Input -
+ + +

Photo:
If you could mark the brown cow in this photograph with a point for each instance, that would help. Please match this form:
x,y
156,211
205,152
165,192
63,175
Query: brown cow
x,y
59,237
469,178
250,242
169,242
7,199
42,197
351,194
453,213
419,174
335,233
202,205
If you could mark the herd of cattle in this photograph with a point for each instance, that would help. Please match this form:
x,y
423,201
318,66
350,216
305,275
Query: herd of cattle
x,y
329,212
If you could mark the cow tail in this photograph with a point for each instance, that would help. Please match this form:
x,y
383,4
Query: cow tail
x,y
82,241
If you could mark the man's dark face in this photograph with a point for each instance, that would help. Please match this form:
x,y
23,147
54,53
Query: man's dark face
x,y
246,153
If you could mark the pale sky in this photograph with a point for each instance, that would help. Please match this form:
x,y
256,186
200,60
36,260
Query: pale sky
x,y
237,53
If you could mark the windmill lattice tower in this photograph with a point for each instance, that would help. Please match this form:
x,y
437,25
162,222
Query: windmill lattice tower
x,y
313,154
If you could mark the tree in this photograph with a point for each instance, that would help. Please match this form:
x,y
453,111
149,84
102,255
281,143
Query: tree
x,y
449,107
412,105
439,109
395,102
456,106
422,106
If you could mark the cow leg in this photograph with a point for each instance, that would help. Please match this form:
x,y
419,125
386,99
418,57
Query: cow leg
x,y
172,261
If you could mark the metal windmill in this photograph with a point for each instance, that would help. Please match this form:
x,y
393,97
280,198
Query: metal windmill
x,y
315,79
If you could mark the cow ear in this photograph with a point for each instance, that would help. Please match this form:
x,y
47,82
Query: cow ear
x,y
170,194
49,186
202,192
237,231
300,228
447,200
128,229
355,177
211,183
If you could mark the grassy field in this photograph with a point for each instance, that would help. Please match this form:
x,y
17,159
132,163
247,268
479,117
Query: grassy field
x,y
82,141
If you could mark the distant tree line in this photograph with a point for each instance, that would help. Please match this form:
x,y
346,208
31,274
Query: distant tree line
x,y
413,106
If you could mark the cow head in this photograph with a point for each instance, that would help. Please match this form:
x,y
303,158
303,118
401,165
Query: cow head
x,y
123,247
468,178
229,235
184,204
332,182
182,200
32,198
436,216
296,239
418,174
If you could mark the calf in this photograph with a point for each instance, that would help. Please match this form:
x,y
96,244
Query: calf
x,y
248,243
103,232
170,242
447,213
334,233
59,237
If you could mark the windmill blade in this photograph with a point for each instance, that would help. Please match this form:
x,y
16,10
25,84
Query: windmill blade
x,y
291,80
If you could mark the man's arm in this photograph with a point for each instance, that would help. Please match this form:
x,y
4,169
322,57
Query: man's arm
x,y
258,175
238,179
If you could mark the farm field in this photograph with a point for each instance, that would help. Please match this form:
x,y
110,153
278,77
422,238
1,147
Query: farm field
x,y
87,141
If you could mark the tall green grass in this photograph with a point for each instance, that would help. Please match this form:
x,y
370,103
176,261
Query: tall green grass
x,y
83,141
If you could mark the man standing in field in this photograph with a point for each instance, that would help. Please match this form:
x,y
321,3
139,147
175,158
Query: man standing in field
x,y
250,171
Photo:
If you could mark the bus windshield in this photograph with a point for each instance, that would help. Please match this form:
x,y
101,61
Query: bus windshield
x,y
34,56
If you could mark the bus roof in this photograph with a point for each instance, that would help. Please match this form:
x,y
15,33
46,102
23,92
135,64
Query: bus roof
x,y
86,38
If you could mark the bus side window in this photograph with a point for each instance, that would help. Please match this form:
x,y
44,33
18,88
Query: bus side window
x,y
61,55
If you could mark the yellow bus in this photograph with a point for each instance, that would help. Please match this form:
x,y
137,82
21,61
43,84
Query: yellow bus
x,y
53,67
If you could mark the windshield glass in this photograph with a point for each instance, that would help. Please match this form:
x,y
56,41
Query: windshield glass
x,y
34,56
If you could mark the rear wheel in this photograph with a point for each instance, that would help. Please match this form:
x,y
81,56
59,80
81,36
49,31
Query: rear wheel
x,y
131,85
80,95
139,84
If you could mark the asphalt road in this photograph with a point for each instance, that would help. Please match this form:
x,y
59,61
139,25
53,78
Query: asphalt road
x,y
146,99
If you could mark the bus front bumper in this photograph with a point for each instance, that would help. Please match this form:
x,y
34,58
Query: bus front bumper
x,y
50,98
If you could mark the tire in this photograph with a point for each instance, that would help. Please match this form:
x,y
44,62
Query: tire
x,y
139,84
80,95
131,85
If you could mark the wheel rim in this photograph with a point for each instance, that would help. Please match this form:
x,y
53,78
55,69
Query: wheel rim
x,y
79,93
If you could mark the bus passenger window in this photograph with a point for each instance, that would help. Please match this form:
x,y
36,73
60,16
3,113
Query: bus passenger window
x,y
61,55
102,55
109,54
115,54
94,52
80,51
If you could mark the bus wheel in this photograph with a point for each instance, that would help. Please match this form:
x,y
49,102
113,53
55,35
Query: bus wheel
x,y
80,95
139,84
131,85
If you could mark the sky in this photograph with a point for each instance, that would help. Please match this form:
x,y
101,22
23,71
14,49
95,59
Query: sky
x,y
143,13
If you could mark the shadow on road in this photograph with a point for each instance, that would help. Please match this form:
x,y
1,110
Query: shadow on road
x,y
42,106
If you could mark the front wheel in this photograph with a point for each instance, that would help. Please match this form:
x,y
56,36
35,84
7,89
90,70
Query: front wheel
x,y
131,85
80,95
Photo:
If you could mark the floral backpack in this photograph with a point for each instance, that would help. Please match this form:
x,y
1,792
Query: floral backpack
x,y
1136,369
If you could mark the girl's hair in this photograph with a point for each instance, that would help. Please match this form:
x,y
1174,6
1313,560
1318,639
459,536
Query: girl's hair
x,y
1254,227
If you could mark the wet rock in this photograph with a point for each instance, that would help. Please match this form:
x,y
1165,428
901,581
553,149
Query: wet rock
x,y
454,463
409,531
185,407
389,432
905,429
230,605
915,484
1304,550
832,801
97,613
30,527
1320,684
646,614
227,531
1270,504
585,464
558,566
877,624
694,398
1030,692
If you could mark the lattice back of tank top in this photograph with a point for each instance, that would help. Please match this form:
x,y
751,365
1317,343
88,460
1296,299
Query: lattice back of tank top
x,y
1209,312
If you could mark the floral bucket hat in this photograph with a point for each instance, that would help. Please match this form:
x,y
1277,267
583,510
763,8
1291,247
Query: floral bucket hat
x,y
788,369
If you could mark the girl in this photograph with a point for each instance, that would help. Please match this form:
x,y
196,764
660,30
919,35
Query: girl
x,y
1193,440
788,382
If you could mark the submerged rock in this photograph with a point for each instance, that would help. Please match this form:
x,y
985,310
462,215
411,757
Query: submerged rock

+ + +

Task prompt - All of the material above needs to be copied exactly.

Response to this task -
Photo:
If you could mark the brown cow in this photograph with a point for each instance, that would help. Please match this form:
x,y
156,211
205,152
165,192
63,175
Query: brown cow
x,y
59,237
469,178
250,242
169,242
7,199
42,197
351,194
453,213
419,174
335,233
202,205
If you could mark the herd of cattle in this photograph with a point for each instance, that would help. Please match this form:
x,y
423,201
318,66
350,216
305,275
Query: herd of cattle
x,y
329,212
If you could mark the cow tail in this photograph with a point for each instance, that would help. Please match this form:
x,y
383,4
Query: cow tail
x,y
82,241
If you could mark the man's dark face in this photograph with a point for each instance, that would help. Please match this form:
x,y
23,147
54,53
Query: man's dark face
x,y
246,153
If you could mark the pale sky in this photograph with a point for each instance, that would help. Please match this form:
x,y
256,186
200,60
36,260
Query: pale sky
x,y
237,53
If you could mark the windmill lattice tower in this photograph with a point for each instance, that would help. Please match this form:
x,y
437,25
162,222
Query: windmill lattice tower
x,y
313,154
If you could mark the tree in this photograph with a point for each instance, that would help. Please match this form:
x,y
453,111
149,84
102,255
281,143
Query: tree
x,y
449,107
412,105
439,109
395,102
456,106
422,106
If you could mark the cow leg in this photograph with a point for each instance, that would help. Please match this form:
x,y
419,125
386,99
418,57
Query: cow leg
x,y
172,261
If you could mark the metal windmill in this photograph with a point for each instance, that would help. Please match this form:
x,y
393,97
280,198
Query: metal windmill
x,y
315,79
If you could mark the cow ear in this photograph with a point for each instance, that would help. Please match this form:
x,y
47,82
Query: cow ear
x,y
170,194
49,186
202,192
237,231
300,228
447,200
128,229
355,177
211,183
If you could mark the grassy field in this photograph with a point for each instance, that would help. Please match this form:
x,y
17,159
132,163
247,268
479,117
Query: grassy field
x,y
82,141
If you could mark the distant tree line in this photograph with a point for each instance, that would help. Please match this form:
x,y
346,208
31,274
Query: distant tree line
x,y
413,106
If you could mark the cow head in this photograph with a point for each instance, that would help. Please match this form:
x,y
303,158
303,118
401,165
Query: cow head
x,y
123,247
468,178
229,235
184,204
332,182
182,200
32,198
436,216
296,239
418,174
If you could mark the calf in this photograph with a point for each instance, that would help. Please match this form:
x,y
96,244
Query: calf
x,y
248,243
103,232
170,242
447,213
334,233
59,237
If you could mark the windmill blade in this photograph with a point for each instance, that would help. Please match this form:
x,y
16,10
25,84
Query: windmill blade
x,y
291,80
If you could mark the man's arm in this photograph with a point for each instance, that would help. Please match this form:
x,y
4,169
322,57
Query: man's arm
x,y
258,175
238,179
If you could mark the farm field in this photograph with a point for each instance, that would help. Please match this form:
x,y
110,153
278,77
422,238
1,147
Query: farm field
x,y
87,141
If you could mark the tall green grass in this photograph with a point for each instance, that would help. Please match this form:
x,y
370,103
176,261
Query: tall green grass
x,y
83,141
If you could mark the man standing in field in this photograph with a point for each instance, that would help. Please match this form:
x,y
321,3
139,147
175,158
Query: man standing in field
x,y
250,171
Photo:
If you could mark the bus windshield in this photograph with a point for each instance, that would help. Please match this form:
x,y
101,61
Query: bus windshield
x,y
34,56
If you could mark the bus roof in this photograph with a point for each instance, that would help. Please match this form:
x,y
15,33
46,102
23,92
135,64
Query: bus roof
x,y
86,38
If you could mark the bus side window in this photograph with a point for each instance, that would help. Please match this form:
x,y
44,33
18,88
Query: bus side window
x,y
61,55
If you could mark the yellow bus in this photograph with a point for each instance, that would help. Please match this form:
x,y
137,82
21,61
43,84
Query: yellow bus
x,y
53,67
If you could mark the windshield glass in this photograph with a point for each instance, that would help. Please match this form:
x,y
56,41
Query: windshield glass
x,y
34,56
If you could mark the rear wheel in this photograph with a point for each instance, that would help. Please match this form:
x,y
81,56
59,80
81,36
49,31
Query: rear wheel
x,y
131,85
80,95
139,84
If you could mark the asphalt road in this photograph with a point for each instance, that would help. Please match this form:
x,y
59,61
139,25
53,78
Query: asphalt road
x,y
146,99
If you could mark the bus front bumper in this photograph with a point for each instance, that would help. Please match this form:
x,y
34,58
Query: bus front bumper
x,y
50,98
If you could mark the tire in this photograph with a point for each instance, that would help. Please match this form:
x,y
44,62
Query: tire
x,y
139,84
80,95
131,85
If you could mark the wheel rim in this photograph with a point for each instance, that would help. Please match this form:
x,y
53,78
55,69
Query: wheel rim
x,y
79,93
If you could mark the bus passenger window in this photograph with a point for each instance, that would help. Please match this form:
x,y
36,73
60,16
3,113
Query: bus passenger window
x,y
61,55
102,55
109,54
115,54
94,52
80,51
If you could mark the bus wheel in this photograph with a point for each instance, that would help. Please match this form:
x,y
49,102
113,53
55,35
Query: bus wheel
x,y
80,95
139,84
131,85
If you could mark the sky in this photograph with a point for each instance, that would help. Please match this form:
x,y
101,22
23,71
14,49
95,59
Query: sky
x,y
143,13
If you could mark the shadow on road in this photograph with a point for each instance, that would help. Please match this form:
x,y
1,110
Query: shadow on road
x,y
42,106
If you could mark the front wheel in this photograph with a point for each instance, that would help. Please match this form:
x,y
56,36
35,84
7,89
90,70
Query: front wheel
x,y
131,85
80,95
Photo:
If you could mark the floral backpack in this photograph with a point for each instance, that would help. Please match this form:
x,y
1,792
Query: floral backpack
x,y
1136,369
If you could mark the girl's hair in this photograph with a point for each instance, that would help. Please match this form:
x,y
1174,6
1313,560
1318,639
459,536
Query: girl's hair
x,y
1254,227
If you could mark the wet rock in this photograph with a point for each instance, that would help. Please match this form:
x,y
1165,428
901,581
553,149
Query: wet rock
x,y
454,463
409,531
185,407
389,432
905,429
230,605
915,484
1304,550
832,801
97,613
30,527
1320,684
646,614
227,531
1270,504
585,464
558,566
877,624
694,398
1030,692
If you could mark the lattice back of tank top in this photograph with a point for each instance, that would help. Please match this form:
x,y
751,365
1317,343
88,460
1296,299
Query: lattice back of tank top
x,y
1209,312
If you could mark the floral bucket hat in this photograph with a point for each instance, that would help. Please match this form:
x,y
1277,267
583,510
763,8
1291,247
Query: floral bucket hat
x,y
788,369
If you could mark the girl in this photograph with a point for each instance, that would help. Please match this form:
x,y
196,764
660,30
919,35
Query: girl
x,y
1193,440
788,382
If you could mark the submerged rock in this photograph with a point for each instance, that would help. Please match this form:
x,y
985,310
462,215
411,757
Query: submerged rock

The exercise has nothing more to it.